Guerrero and Rivera ready to put on a show for the West in Hall of Fame All-Star Game …

The last time Arroyo High School’s Steven Rivera and San Gabriel’s Andy Guerrero were on the field at the same time, they put on a offensive display that won’t soon be forgotten.

It was Nov. 25, 2011 in the second round of the CIF-Southern Section Mid-Valley Division playoffs. Rivera was trying to quarterback Arroyo to the semifinals and appeared on his way to doing just that, but Guerrero piloted his team to an improbable victory punctuated by a thrilling finish.

Just moments after Rivera had given Arroyo a 38-35 lead on a 56-yard touchdown pass to Hunter Duran with 1:40 left to play in the game, Guerrero connected with Joey Villalobos on a 21-yard touchdown pass on fourth-and-7 with under a minute to play to give San Gabriel a 42-38 win.

The end-game heroics from both quarterbacks were just one big chapter in stellar seasons for each player. Guerrero went on to be named the Pasadena Star-News Player of the Year. Rivera earned the same honor for the San Gabriel Valley Tribune.

And on June 22, the two players will take the field for the final time in their high school careers as teammates on the West squad in the Hall of Fame All-Star Game at West Covina High.

“I just feel like it’s Bird and Magic over here,” Rivera said of being paired with Guerrero as the West’s quarterbacks. “We feel that we’re going to be able to turn things around (for the West). We don’t come out here to lose.”

Guerrero and Rivera combined to throw for 6,669 yards and 67 touchdowns last season.

In their epic showdown, Guerrero threw for 233 yards and four touchdowns. He also rushed for 140 yards and two scores.

Rivera wasn’t too shabby, throwing for 214 yards and three touchdowns and rushing for two more.

Memories of their playoff game still burn bright even to this day. For Rivera, it was the final game in a career that saw him leave as the valley’s all-time leading passer in career yards and touchdowns.

For Guerrero, the game sent his team on to the semifinals where they rode the momentum and upset San Dimas to earn a shot at Monrovia in the championship game.

Although San Gabriel was no match for Monrovia, Guerrero’s amazing season earned him the honor of being named the top player in the area.

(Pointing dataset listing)
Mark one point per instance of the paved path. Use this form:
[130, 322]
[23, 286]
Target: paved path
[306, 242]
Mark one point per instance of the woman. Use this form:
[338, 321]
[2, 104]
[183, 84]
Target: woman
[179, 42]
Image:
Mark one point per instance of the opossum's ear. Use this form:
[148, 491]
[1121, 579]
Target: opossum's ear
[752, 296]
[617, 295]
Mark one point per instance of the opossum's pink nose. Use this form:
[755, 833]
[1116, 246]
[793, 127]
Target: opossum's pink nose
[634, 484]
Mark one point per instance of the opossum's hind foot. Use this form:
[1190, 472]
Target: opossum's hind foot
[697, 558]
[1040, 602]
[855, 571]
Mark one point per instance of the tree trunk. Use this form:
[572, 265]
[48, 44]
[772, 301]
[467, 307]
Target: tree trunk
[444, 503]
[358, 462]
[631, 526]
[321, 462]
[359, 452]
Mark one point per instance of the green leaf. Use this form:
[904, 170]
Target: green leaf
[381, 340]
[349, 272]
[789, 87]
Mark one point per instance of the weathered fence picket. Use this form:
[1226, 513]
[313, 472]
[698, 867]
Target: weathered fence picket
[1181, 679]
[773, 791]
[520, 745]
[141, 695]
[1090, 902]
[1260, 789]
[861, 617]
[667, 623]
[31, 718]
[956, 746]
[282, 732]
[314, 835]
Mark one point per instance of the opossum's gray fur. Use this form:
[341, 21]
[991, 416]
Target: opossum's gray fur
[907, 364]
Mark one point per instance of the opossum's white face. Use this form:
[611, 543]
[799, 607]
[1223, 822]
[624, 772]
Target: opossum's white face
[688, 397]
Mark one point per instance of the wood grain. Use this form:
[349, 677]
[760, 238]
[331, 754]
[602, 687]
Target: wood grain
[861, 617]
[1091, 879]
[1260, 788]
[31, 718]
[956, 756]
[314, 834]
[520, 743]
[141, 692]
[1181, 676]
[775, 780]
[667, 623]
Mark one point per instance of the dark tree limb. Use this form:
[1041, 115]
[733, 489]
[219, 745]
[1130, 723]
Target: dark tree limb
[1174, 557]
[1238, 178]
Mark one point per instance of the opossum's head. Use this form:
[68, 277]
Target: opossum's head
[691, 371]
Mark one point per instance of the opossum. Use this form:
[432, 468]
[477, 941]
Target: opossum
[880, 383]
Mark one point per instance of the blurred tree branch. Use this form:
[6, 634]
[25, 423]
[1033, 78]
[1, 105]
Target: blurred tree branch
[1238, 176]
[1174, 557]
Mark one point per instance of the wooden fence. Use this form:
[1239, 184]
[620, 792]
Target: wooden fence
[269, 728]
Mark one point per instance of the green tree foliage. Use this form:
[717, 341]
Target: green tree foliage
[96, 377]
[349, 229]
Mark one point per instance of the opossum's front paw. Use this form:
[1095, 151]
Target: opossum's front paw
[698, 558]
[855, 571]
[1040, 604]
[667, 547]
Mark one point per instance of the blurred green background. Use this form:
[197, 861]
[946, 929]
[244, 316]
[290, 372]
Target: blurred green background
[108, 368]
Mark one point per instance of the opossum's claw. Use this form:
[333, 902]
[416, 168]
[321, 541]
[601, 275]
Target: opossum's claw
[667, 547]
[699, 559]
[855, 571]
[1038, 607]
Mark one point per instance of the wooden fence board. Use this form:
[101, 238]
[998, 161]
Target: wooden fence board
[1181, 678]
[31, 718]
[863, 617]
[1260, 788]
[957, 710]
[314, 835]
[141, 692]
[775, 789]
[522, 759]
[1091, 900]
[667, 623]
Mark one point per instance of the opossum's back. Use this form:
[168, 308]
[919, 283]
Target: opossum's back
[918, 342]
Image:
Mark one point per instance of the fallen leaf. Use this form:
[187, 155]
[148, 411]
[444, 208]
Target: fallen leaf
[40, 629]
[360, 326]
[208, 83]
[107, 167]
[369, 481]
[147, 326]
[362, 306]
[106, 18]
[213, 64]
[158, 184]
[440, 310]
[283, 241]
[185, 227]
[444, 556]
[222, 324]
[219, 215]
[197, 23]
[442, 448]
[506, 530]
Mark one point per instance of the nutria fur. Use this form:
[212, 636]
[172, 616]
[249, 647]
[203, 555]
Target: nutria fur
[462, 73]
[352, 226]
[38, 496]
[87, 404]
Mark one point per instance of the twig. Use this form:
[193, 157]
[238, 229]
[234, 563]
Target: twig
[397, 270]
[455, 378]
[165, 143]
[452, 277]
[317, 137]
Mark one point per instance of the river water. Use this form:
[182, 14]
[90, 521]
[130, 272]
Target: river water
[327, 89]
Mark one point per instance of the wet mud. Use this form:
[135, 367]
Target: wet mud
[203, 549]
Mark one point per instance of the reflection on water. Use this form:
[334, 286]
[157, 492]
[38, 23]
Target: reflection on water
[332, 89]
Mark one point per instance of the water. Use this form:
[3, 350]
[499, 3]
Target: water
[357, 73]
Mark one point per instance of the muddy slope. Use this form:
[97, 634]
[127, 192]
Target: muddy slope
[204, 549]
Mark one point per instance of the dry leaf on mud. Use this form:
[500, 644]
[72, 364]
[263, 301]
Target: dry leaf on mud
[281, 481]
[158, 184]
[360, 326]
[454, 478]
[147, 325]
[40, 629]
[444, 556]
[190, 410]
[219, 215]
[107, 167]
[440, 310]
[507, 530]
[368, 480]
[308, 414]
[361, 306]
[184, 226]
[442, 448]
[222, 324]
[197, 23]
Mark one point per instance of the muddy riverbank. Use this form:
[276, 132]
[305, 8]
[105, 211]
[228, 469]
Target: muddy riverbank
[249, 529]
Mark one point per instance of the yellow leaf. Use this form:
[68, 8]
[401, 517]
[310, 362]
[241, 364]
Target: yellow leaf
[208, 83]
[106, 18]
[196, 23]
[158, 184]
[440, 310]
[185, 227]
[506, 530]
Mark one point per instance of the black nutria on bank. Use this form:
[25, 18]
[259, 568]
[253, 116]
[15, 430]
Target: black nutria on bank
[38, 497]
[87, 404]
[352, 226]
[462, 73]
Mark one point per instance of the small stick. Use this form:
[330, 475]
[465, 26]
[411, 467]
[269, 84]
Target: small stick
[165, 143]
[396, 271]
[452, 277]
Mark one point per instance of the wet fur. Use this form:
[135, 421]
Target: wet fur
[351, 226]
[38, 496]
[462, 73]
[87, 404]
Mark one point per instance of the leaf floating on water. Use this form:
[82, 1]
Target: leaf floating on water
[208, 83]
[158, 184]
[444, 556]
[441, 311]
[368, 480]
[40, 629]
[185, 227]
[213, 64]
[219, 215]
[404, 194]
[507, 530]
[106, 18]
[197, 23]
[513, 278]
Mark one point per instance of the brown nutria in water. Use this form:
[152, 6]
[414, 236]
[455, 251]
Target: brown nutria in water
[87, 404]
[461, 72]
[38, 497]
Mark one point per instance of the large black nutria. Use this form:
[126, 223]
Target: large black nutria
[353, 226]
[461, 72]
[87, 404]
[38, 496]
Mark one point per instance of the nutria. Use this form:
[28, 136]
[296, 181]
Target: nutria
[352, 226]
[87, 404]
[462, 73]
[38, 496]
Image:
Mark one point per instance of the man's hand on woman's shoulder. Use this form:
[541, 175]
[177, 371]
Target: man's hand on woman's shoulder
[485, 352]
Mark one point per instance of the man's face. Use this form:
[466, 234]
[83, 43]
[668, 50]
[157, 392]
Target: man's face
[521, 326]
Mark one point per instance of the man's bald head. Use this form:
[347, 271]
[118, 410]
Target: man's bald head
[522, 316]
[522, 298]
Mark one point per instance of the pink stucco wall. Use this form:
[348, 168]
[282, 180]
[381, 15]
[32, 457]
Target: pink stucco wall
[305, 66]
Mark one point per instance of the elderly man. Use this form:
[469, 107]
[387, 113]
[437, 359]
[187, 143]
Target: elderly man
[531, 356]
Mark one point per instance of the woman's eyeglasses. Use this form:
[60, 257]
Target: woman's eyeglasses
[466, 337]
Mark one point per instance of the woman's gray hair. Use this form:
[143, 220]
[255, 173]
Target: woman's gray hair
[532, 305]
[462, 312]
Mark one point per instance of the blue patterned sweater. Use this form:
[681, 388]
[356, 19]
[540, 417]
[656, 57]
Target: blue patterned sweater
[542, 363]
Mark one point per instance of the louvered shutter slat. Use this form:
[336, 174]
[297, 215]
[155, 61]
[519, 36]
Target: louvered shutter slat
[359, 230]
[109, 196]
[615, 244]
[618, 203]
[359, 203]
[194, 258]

**Tasks for this exercise**
(1) Pick out every line of the listing that contains the string "leaf", treating uppercase and lowercase letters as different.
(2) Continue the article about the two quarterbacks in the All-Star Game, starting right after its last sentence.
The article and the listing were taken from separate, unrelated sources.

**Answers in order**
(1)
Mark one point per instance of the green leaf. Use this form:
Target: green leaf
Mark one point per instance of the fallen leaf. Use this form:
Target: fallen leaf
Mark one point per instance of the dry leaf on mud. Use this form:
Target: dry leaf on mud
Mark one point per instance of the yellow leaf. Use this form:
Target: yellow leaf
Mark one point per instance of the leaf floating on water. Use this form:
Target: leaf floating on water

(2)
Just as they may do someday as old men, Guerrero and Rivera can easily reminisce about their playoff classic.

Guerrero’s game-winning pass was set up by a long kickoff return by Alex Villalobos, also a West All-Star. But the Matadors didn’t do much with the good field position Villalobos gave them and found themselves with fourth-and-7 from the Arroyo 21 with less than a minute to play. Guerrero used his legs to escape Arroyo’s rush and rolled to his right before firing a pass to the end zone where Joey Villalobos made the catch as Rivera and another Arroyo defender rocked him. Villalobos held on and it was bedlam from there.

“It was a big play,” Guerrero said. “It was fourth down and it was either we do or we die. If I didn’t get that play done, we would have been out of the playoffs and he would have moved on.”

Unfortunately for Rivera, he won’t be able to forget the play during preparations for the All-Star game because it’s one of the play calls in the West’s arsenal.

“When we ran the play in practice, it’s called `Gator,’ ” Guerrero said. “Alex Villalobos reminded him that this is the play we won on. “It was just laughs and good memories.”

As much as the San Gabriel loss stung, Rivera has turned it into a positive.

“They pulled it off, but I wouldn’t want to go out any other way because I knew we gave it all we had and they gave it all they had,” Rivera said.

“Game week, we knew it was going to be a battle. We said to ourselves that if we look at our team, it’s a duplicate of San Gabriel.

“We were not very athletic. We were just a bunch of 5-foot-10 Mexicans running around in helmets and shoulder pads.”

And that’s exactly what the West will be in several spots on June 22 against an East team that has dominated the series in recent years because of its combination of dominant line play and speedy defensive players.

To combat this, both Guerrero and Rivera may have to use their legs to buy time or turn broken plays into something big. Both quarterbacks said they’re willing to do just that no matter what the ramifications might be.

The game won’t be the last for either player. Rivera will play next season at Whittier College. Guerrero plans to play at East Los Angeles College.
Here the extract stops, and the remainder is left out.